▶ Task set
**1.** From the discussion of radioactive decay below, return the passage that opens with the words containing "For an expectation" and closes with "to your application.", copied character for character.
**2.** Return each line of the records that contains the string "fruit", matching case exactly.

▶ Text passage
I'm not sure that I can assume the probability of a number of particles at a given time is normally distributed so I didn't want to make the assumption that it was, can anyone confirm that this is the case?
 
kells said:
The example I give is an extreme case, I'm just trying to quantify the probability that the signal intensity at a given time is due to the exponential decay or an underlying signal modulated on top of it.
I'm not sure that I can assume the probability of a number of particles at a given time is normally distributed so I didn't want to make the assumption that it was, can anyone confirm that this is the case?

In physics radioactive decay is a Poisson process, but obviously involves very large numbers of particles, with test samples in the order of 10^{22} to 10^{23}. So for practical purposes, it's a deterministic calculation subject to the uncertainty in the precision of the half-life, especially for more stable isotopes: N_t = N_0 e^{-0.693 t/t_{1/2}}.

For a small number of particles such as you described, there would be random variation around the expected mean. Because it is a Poisson process you should be able to use the one parameter Poisson distribution \lambda where \sqrt {\lambda} would be a reasonable estimate of the standard deviation (sd).

For an expectation of 25 the sd would be 5. Three sd from the mean would contain approximately 99% of the variation. You can see that 60 is seven sd from the mean, so the probability is effectively zero.

Note for a small real world sample there might be 10^{22} particles, so the sd would be 10^{11}. This seems like a large number until you compare it to the original quantity.

I'm not a physicist, but nuclear decay is a random Poisson process (ie constant rate of decay), so this should be a reasonable approximation for any such process. However, I can't speak to your application.

▶ Information provided
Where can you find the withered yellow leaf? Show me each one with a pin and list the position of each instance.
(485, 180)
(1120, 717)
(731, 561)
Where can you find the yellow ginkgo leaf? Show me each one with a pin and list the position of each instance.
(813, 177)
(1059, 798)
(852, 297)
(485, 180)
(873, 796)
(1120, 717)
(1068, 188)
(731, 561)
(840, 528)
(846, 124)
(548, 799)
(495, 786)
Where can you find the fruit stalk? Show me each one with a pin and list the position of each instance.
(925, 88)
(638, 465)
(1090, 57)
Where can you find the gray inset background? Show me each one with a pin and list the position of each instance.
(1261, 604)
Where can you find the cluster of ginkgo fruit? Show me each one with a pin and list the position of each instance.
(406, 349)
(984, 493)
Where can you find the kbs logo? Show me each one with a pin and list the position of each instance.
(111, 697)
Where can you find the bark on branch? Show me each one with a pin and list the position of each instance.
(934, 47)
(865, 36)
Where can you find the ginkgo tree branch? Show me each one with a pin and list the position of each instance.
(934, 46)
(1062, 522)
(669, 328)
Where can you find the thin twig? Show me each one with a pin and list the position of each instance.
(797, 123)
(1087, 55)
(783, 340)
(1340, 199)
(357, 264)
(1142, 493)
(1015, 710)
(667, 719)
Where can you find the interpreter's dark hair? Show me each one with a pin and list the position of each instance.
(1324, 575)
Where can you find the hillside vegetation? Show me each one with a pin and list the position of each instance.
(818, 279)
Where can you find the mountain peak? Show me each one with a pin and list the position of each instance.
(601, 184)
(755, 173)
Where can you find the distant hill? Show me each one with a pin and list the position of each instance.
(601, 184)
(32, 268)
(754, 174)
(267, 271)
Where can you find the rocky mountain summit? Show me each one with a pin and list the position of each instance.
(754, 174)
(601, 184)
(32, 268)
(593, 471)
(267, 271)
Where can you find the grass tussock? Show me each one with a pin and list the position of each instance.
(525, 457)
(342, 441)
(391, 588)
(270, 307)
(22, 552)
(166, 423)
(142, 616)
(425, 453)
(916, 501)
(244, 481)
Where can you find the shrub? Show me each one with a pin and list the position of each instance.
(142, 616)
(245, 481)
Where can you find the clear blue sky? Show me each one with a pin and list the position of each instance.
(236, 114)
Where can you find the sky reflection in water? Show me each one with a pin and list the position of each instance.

▶ Responses for each task
**1.**
For an expectation of 25 the sd would be 5. Three sd from the mean would contain approximately 99% of the variation. You can see that 60 is seven sd from the mean, so the probability is effectively zero.

Note for a small real world sample there might be 10^{22} particles, so the sd would be 10^{11}. This seems like a large number until you compare it to the original quantity.

I'm not a physicist, but nuclear decay is a random Poisson process (ie constant rate of decay), so this should be a reasonable approximation for any such process. However, I can't speak to your application.

**2.**
Where can you find the fruit stalk? Show me each one with a pin and list the position of each instance.
Where can you find the cluster of ginkgo fruit? Show me each one with a pin and list the position of each instance.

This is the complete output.